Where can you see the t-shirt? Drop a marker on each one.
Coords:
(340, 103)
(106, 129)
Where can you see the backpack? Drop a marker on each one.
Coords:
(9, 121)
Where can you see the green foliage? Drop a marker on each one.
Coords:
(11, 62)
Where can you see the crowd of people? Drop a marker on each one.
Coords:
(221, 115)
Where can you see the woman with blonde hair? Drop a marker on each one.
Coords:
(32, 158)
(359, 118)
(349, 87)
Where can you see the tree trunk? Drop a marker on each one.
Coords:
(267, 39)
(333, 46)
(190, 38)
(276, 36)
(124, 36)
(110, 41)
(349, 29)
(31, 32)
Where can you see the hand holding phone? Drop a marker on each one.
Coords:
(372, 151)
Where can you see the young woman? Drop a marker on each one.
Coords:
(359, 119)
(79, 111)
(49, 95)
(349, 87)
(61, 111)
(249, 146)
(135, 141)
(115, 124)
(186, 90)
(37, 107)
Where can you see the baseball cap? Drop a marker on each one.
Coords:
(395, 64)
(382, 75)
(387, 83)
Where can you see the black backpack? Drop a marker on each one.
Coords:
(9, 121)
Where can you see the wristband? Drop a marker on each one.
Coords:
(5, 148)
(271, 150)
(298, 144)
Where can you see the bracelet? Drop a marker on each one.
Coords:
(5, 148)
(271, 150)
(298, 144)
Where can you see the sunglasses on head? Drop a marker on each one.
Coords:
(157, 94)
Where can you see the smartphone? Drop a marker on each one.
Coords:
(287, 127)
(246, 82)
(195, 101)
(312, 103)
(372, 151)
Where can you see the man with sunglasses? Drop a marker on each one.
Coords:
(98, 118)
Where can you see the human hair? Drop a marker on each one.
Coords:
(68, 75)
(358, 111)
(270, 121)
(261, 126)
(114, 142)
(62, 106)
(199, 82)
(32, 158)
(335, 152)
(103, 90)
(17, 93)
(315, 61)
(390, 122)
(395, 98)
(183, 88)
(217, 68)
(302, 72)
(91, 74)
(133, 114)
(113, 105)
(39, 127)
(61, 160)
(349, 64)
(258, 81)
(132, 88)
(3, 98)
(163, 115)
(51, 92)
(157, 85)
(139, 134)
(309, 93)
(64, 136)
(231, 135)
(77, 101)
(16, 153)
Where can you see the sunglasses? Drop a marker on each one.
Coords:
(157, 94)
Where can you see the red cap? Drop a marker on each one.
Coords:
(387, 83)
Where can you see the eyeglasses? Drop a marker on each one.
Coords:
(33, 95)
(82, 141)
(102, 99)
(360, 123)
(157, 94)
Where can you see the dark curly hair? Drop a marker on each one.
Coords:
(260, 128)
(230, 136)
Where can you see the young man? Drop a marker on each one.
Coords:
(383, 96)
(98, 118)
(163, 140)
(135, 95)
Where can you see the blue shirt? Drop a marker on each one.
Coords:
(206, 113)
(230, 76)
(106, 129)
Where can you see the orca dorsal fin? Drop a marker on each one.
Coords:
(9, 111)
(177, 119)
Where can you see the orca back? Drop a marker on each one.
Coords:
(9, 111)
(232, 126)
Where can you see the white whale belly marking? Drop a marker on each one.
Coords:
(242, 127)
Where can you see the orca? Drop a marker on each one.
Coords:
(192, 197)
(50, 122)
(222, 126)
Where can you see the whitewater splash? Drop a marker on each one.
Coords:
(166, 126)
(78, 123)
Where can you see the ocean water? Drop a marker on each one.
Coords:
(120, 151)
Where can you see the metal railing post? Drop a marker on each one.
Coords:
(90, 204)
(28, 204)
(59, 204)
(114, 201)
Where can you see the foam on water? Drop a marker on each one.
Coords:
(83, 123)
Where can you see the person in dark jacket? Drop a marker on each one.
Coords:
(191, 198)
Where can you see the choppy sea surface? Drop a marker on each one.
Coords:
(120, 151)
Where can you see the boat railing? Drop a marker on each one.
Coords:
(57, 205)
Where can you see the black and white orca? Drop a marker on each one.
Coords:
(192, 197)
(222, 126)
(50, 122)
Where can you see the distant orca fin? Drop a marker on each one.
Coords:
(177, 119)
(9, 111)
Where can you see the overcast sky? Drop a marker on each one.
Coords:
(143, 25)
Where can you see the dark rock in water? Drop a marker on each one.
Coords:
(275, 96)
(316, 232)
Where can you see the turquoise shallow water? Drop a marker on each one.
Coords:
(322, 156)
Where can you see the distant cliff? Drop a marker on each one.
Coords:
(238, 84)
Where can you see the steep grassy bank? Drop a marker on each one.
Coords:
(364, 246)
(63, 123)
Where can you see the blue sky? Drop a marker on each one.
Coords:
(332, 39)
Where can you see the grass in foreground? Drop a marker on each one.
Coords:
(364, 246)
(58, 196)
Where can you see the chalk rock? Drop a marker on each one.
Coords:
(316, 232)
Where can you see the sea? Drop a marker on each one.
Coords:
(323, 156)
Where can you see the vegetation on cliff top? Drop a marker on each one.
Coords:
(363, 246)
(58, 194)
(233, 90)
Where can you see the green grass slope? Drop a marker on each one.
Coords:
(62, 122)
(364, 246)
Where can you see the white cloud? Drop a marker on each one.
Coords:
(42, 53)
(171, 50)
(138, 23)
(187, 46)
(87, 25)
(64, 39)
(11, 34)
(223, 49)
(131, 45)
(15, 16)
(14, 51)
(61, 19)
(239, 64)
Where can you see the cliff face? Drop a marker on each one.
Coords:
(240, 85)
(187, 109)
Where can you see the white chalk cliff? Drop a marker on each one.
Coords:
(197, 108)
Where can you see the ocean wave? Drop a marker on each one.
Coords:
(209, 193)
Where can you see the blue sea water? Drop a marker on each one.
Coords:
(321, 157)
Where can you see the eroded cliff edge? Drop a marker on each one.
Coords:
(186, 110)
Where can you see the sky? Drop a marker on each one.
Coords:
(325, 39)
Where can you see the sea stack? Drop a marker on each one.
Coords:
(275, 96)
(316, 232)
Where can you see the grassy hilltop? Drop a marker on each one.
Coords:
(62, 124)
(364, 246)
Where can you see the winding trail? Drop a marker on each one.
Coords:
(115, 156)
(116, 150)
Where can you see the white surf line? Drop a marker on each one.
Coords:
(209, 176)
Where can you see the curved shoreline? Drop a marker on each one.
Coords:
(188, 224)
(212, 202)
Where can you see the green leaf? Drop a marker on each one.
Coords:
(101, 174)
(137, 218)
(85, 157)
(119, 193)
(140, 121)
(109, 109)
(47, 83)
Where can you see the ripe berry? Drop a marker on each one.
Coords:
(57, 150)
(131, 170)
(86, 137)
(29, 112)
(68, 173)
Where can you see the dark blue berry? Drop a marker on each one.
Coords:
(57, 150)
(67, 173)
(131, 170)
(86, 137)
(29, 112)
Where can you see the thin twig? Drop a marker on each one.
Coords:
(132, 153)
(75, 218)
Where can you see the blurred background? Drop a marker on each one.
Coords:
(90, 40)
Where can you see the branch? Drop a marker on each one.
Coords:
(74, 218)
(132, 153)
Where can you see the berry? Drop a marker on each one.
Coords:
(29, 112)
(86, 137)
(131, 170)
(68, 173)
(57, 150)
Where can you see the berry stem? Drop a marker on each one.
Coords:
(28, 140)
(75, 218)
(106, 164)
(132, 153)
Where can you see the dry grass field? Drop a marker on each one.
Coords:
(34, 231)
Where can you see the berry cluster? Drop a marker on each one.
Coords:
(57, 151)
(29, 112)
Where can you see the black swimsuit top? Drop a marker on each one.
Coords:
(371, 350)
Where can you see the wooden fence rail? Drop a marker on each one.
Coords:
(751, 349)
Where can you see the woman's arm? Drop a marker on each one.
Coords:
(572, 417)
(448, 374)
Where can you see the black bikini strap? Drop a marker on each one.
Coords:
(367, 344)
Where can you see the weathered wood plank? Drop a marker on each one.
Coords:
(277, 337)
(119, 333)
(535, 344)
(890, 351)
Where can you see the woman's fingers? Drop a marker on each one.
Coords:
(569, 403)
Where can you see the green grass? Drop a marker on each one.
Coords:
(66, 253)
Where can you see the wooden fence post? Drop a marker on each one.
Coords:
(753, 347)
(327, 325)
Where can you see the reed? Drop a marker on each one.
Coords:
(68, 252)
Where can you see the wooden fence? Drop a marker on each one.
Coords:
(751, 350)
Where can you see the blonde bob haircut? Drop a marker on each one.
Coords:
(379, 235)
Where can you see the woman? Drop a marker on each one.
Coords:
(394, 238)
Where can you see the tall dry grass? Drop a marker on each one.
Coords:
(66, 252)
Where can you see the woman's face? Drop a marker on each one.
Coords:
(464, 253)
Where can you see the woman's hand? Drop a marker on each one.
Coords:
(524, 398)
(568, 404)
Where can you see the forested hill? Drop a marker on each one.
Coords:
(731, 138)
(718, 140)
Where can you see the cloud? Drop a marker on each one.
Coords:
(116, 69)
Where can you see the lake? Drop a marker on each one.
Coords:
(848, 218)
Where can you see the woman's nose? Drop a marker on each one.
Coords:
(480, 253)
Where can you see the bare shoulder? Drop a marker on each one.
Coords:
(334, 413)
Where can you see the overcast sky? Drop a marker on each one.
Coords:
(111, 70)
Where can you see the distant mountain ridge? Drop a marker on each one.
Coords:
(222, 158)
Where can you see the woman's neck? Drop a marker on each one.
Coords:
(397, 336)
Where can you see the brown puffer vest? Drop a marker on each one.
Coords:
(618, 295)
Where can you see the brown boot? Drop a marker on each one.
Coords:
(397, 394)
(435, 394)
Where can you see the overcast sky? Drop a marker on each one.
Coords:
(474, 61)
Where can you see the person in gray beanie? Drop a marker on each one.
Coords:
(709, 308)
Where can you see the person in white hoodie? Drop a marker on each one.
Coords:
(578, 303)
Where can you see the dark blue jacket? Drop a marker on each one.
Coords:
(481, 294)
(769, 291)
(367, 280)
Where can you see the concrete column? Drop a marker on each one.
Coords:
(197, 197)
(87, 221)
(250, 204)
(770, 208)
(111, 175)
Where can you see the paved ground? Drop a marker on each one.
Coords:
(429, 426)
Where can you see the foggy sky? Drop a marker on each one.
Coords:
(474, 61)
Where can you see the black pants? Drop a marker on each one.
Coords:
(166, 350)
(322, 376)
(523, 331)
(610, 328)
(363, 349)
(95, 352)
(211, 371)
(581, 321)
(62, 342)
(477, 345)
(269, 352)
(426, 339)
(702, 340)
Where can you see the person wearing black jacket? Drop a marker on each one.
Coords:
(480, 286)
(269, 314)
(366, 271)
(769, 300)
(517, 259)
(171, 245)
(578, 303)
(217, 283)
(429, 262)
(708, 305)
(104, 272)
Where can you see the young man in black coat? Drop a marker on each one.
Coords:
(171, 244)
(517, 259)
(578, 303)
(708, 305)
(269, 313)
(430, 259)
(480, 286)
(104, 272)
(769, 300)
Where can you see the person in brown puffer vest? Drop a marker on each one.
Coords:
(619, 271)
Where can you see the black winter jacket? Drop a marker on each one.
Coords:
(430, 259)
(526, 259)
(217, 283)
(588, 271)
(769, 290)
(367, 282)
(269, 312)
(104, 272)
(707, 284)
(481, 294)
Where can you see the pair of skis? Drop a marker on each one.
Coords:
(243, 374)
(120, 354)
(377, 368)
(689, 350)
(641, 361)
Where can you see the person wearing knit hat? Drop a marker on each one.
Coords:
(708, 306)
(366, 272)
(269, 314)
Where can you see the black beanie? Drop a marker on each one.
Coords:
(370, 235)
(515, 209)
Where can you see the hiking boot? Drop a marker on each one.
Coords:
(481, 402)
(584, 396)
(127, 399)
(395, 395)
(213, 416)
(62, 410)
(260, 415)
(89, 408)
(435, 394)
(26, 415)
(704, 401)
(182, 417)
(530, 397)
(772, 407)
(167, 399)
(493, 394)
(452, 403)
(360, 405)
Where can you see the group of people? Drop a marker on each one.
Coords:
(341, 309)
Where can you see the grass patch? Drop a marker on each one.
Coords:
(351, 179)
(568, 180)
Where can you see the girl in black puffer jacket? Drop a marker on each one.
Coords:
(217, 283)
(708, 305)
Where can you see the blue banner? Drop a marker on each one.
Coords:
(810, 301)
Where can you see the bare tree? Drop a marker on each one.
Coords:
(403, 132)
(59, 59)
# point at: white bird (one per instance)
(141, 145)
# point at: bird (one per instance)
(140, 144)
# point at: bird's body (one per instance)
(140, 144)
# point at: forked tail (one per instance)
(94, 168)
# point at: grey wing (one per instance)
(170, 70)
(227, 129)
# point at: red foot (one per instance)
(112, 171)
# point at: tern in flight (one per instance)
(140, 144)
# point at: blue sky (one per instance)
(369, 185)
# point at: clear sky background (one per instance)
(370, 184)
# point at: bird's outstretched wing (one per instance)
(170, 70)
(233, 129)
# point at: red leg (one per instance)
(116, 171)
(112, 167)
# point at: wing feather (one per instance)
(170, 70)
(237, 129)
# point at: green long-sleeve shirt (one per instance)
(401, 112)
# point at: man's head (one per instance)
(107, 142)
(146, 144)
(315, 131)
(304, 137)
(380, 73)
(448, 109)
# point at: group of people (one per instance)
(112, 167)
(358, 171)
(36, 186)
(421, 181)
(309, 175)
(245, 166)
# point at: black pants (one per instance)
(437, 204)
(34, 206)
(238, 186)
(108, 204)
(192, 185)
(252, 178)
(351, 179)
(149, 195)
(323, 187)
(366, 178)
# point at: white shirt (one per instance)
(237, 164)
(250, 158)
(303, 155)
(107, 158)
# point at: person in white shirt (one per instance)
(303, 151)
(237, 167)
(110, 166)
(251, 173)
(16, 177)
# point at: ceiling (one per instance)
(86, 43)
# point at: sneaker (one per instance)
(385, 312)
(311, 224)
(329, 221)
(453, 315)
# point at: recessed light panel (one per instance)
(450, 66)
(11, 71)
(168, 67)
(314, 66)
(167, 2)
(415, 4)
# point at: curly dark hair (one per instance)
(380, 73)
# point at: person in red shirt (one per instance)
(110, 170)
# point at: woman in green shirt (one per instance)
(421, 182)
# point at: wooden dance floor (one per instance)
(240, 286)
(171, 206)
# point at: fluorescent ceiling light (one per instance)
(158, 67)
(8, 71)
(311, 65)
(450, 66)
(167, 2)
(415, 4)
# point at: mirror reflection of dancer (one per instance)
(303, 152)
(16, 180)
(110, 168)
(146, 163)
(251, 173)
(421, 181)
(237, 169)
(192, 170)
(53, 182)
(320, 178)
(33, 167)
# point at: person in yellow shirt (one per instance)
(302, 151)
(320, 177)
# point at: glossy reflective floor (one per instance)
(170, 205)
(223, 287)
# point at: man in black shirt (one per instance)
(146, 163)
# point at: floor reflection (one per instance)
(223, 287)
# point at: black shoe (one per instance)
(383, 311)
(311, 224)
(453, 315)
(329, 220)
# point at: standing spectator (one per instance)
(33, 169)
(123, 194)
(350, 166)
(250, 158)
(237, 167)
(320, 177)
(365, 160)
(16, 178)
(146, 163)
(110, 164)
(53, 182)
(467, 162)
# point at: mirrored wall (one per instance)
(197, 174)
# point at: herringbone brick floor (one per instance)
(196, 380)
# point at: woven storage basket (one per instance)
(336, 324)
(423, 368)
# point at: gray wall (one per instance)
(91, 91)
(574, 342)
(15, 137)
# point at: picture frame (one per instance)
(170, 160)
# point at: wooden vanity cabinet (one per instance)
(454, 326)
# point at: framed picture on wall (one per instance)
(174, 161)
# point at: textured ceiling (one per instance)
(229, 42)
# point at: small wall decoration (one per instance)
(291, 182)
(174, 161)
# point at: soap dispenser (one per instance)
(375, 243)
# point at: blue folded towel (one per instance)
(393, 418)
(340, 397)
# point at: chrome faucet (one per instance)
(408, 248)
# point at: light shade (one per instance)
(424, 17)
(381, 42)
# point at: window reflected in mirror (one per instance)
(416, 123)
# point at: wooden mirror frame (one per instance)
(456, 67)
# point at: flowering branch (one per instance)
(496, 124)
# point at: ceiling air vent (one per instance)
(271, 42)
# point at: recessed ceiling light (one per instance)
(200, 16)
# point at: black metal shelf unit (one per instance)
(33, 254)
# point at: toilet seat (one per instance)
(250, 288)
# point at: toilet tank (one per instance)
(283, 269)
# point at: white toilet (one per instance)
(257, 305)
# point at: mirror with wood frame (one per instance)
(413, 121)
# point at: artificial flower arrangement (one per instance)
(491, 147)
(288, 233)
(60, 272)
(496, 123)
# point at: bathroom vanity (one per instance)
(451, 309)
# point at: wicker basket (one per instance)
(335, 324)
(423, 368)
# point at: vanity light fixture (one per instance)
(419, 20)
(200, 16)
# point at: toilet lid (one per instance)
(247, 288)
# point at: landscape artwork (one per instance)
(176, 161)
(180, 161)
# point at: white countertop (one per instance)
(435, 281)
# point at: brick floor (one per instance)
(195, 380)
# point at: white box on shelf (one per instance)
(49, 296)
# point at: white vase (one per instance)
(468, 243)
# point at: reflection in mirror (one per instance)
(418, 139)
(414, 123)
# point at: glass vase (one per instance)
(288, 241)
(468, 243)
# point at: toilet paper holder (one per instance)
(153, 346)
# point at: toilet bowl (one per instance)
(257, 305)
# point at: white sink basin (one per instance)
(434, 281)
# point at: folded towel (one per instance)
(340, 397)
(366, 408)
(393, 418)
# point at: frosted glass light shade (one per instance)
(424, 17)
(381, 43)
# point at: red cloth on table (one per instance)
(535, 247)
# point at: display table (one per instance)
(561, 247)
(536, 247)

·····

From the first line of the listing above to the line with "Where can you see the young man?", please transcribe each line exactly, both ends included, and nothing beyond that.

Where can you see the t-shirt? Drop a marker on each one.
Coords:
(340, 103)
(106, 129)
Where can you see the backpack? Drop a marker on each one.
Coords:
(9, 121)
Where can you see the green foliage? Drop a marker on each one.
Coords:
(11, 62)
Where can you see the crowd of people? Drop a marker on each one.
Coords:
(221, 115)
Where can you see the woman with blonde hair? Drop a marker on each one.
Coords:
(32, 158)
(359, 118)
(349, 87)
Where can you see the tree trunk? Drop a marker on each one.
Coords:
(267, 39)
(333, 46)
(190, 38)
(276, 36)
(124, 36)
(110, 41)
(349, 29)
(31, 32)
Where can you see the hand holding phone? Drop a marker on each one.
Coords:
(372, 151)
Where can you see the young woman? Drop a marker on each one.
Coords:
(359, 119)
(79, 111)
(49, 95)
(349, 87)
(61, 111)
(249, 146)
(135, 141)
(115, 124)
(186, 90)
(37, 107)
Where can you see the baseball cap? Drop a marker on each one.
Coords:
(395, 64)
(382, 75)
(387, 83)
Where can you see the black backpack? Drop a marker on each one.
Coords:
(9, 121)
Where can you see the wristband? Drop a marker on each one.
Coords:
(5, 148)
(271, 150)
(298, 144)
Where can you see the bracelet? Drop a marker on each one.
Coords:
(5, 148)
(271, 150)
(298, 144)
Where can you see the sunglasses on head? Drop a marker on each one.
Coords:
(157, 94)
Where can you see the smartphone? Drop a marker on each one.
Coords:
(287, 127)
(246, 82)
(195, 101)
(312, 103)
(372, 151)
Where can you see the man with sunglasses? Drop a marker on each one.
Coords:
(98, 118)
Where can you see the human hair? Drop a marker on each one.
Coords:
(68, 75)
(358, 111)
(270, 121)
(261, 126)
(114, 142)
(62, 106)
(199, 82)
(32, 158)
(335, 152)
(103, 90)
(17, 93)
(315, 61)
(390, 122)
(395, 98)
(183, 88)
(217, 68)
(302, 72)
(91, 74)
(133, 114)
(113, 105)
(39, 127)
(61, 160)
(349, 64)
(258, 81)
(132, 88)
(3, 98)
(163, 115)
(51, 92)
(157, 85)
(139, 134)
(309, 93)
(64, 136)
(231, 135)
(77, 101)
(16, 153)
Where can you see the sunglasses? Drop a marker on each one.
Coords:
(157, 94)
Where can you see the red cap? Drop a marker on each one.
Coords:
(387, 83)
Where can you see the eyeglasses? Drop a marker on each one.
Coords:
(33, 95)
(82, 141)
(102, 99)
(360, 123)
(157, 94)
Where can you see the dark curly hair? Drop a marker on each one.
Coords:
(260, 128)
(230, 136)
Where can you see the young man? Drop a marker on each one.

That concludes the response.